What to produce
Everything from the line that contains "Where in this photo can the rabbit's" through the last line of the listing must be copied exactly, with both of those lines included and no others.

Provided records
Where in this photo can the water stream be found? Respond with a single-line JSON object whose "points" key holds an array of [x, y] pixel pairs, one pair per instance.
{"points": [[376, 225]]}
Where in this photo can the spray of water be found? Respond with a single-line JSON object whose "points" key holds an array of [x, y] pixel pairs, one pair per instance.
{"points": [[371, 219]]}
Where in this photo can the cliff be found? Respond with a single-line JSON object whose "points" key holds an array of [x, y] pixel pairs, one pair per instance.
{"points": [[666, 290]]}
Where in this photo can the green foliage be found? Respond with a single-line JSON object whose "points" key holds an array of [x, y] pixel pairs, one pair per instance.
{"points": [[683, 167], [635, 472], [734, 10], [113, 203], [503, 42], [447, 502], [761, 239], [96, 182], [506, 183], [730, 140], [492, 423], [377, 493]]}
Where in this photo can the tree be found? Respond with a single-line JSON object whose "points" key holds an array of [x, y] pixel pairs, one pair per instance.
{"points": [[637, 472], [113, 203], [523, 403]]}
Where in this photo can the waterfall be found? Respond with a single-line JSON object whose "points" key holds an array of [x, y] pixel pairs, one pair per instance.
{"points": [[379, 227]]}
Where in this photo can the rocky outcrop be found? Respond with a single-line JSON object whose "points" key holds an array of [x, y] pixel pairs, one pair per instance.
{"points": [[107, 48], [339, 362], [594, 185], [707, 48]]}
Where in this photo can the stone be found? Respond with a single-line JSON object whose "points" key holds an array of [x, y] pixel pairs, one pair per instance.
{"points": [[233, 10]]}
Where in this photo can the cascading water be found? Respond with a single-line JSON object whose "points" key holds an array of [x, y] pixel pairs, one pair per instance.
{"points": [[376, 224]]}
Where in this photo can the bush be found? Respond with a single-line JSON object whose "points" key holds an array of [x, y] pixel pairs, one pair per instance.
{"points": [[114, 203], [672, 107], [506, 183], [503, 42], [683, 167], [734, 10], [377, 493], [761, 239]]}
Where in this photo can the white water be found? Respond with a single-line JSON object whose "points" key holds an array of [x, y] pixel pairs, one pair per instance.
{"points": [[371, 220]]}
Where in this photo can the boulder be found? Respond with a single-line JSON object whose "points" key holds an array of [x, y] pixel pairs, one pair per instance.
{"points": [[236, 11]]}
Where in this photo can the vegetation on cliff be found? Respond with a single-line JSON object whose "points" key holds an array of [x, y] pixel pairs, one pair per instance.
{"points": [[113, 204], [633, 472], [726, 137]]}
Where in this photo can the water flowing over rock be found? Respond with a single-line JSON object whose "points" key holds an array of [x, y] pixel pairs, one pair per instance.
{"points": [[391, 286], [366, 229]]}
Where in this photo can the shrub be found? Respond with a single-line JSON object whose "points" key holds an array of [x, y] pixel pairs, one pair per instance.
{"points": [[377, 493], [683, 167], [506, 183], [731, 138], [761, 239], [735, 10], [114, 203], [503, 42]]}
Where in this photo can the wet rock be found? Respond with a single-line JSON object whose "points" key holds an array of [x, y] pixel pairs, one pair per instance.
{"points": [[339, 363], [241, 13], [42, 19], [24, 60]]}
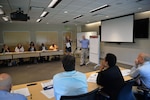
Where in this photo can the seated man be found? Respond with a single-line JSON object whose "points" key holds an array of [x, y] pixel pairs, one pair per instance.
{"points": [[43, 48], [70, 82], [5, 88], [19, 48], [110, 76], [6, 49], [54, 47], [32, 49], [142, 70]]}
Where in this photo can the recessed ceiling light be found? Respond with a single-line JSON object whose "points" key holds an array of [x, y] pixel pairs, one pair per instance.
{"points": [[65, 12], [99, 8], [54, 3], [139, 8], [5, 18]]}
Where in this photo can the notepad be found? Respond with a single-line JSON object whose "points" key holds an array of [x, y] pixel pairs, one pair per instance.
{"points": [[92, 78], [125, 72], [48, 83], [23, 91], [48, 93]]}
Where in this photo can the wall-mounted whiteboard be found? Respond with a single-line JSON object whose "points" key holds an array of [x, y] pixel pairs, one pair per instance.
{"points": [[47, 37], [13, 38], [87, 35]]}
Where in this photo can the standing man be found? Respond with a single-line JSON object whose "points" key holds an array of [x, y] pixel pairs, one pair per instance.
{"points": [[69, 82], [142, 68], [84, 50], [5, 88]]}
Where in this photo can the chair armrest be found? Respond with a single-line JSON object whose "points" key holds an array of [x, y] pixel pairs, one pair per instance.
{"points": [[105, 95]]}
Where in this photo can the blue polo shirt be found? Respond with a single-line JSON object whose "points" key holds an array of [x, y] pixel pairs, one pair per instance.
{"points": [[5, 95], [69, 83]]}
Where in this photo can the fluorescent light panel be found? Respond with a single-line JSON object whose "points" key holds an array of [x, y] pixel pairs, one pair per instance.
{"points": [[5, 18], [53, 3], [38, 20], [45, 13], [78, 16], [65, 22], [99, 8]]}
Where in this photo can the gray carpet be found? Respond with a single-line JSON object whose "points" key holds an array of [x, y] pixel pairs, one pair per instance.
{"points": [[41, 71]]}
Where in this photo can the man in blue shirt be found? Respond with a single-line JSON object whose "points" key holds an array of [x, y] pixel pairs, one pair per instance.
{"points": [[70, 82], [84, 50], [5, 88]]}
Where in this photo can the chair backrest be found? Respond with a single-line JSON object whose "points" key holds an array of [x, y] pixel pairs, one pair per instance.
{"points": [[87, 96], [126, 91]]}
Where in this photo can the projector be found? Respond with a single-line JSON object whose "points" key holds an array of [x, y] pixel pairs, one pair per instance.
{"points": [[19, 16]]}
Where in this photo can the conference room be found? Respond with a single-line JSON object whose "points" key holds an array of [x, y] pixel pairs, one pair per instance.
{"points": [[25, 21]]}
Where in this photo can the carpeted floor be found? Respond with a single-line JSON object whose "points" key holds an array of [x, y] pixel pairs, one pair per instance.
{"points": [[42, 71]]}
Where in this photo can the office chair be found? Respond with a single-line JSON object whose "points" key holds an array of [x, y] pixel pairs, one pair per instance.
{"points": [[126, 91], [93, 95], [145, 92]]}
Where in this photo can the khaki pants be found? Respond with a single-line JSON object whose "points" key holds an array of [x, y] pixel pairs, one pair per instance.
{"points": [[84, 55]]}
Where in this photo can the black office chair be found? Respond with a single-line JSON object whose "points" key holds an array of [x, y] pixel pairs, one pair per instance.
{"points": [[93, 95], [126, 91], [145, 92]]}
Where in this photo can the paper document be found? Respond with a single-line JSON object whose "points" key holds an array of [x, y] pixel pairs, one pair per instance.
{"points": [[125, 72], [23, 91], [92, 78], [48, 93], [45, 84]]}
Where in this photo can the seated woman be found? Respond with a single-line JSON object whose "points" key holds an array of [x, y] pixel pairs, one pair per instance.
{"points": [[5, 48], [19, 48], [54, 47]]}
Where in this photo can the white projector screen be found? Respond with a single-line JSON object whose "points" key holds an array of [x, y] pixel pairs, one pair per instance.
{"points": [[118, 29]]}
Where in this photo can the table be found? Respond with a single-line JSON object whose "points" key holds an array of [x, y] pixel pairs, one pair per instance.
{"points": [[27, 54], [37, 95], [51, 52], [4, 56]]}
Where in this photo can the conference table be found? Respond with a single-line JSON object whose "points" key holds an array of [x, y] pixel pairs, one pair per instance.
{"points": [[36, 88], [27, 54]]}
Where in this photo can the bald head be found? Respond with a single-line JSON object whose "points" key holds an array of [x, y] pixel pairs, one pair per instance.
{"points": [[143, 57], [5, 82]]}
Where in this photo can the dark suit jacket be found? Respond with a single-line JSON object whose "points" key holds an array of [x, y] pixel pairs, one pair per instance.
{"points": [[112, 80]]}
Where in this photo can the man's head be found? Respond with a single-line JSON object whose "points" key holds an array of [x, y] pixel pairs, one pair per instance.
{"points": [[83, 37], [68, 63], [5, 82], [110, 59], [142, 57]]}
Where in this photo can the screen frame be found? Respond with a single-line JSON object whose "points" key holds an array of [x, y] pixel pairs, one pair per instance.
{"points": [[118, 42]]}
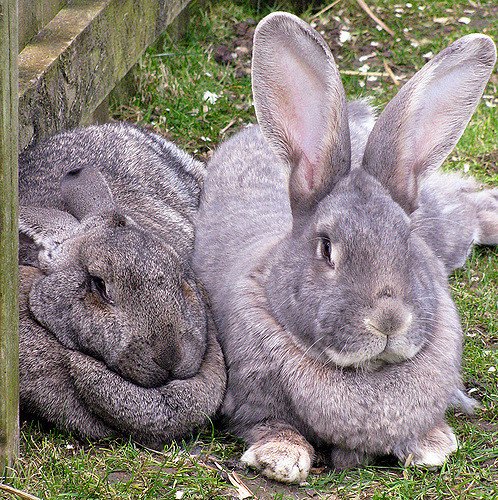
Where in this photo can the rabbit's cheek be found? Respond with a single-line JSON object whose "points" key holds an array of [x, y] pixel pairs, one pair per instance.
{"points": [[53, 302]]}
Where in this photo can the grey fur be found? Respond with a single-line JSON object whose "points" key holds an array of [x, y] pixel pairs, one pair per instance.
{"points": [[359, 353], [116, 331]]}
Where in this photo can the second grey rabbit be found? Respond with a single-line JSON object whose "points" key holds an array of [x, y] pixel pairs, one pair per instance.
{"points": [[333, 309], [116, 332]]}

Final result
Where in this photo can the rabbit's cheek be found? Respond with a single-line JSON object whose "points" key holds an array of [x, y] pixel pairs, one pair per instance.
{"points": [[53, 302]]}
Where in this photo can the grey fur be found? Respond with a single-line JSON object whose "points" key holds an array of [x, y] pixel pairs, one pair per instance.
{"points": [[359, 353], [116, 331]]}
Where in this photo can the second grey rabbit be found? Respond with a single-line JSON object whose "points" key holds an array of [x, y] pixel pairs, one pair per instance.
{"points": [[333, 309], [116, 332]]}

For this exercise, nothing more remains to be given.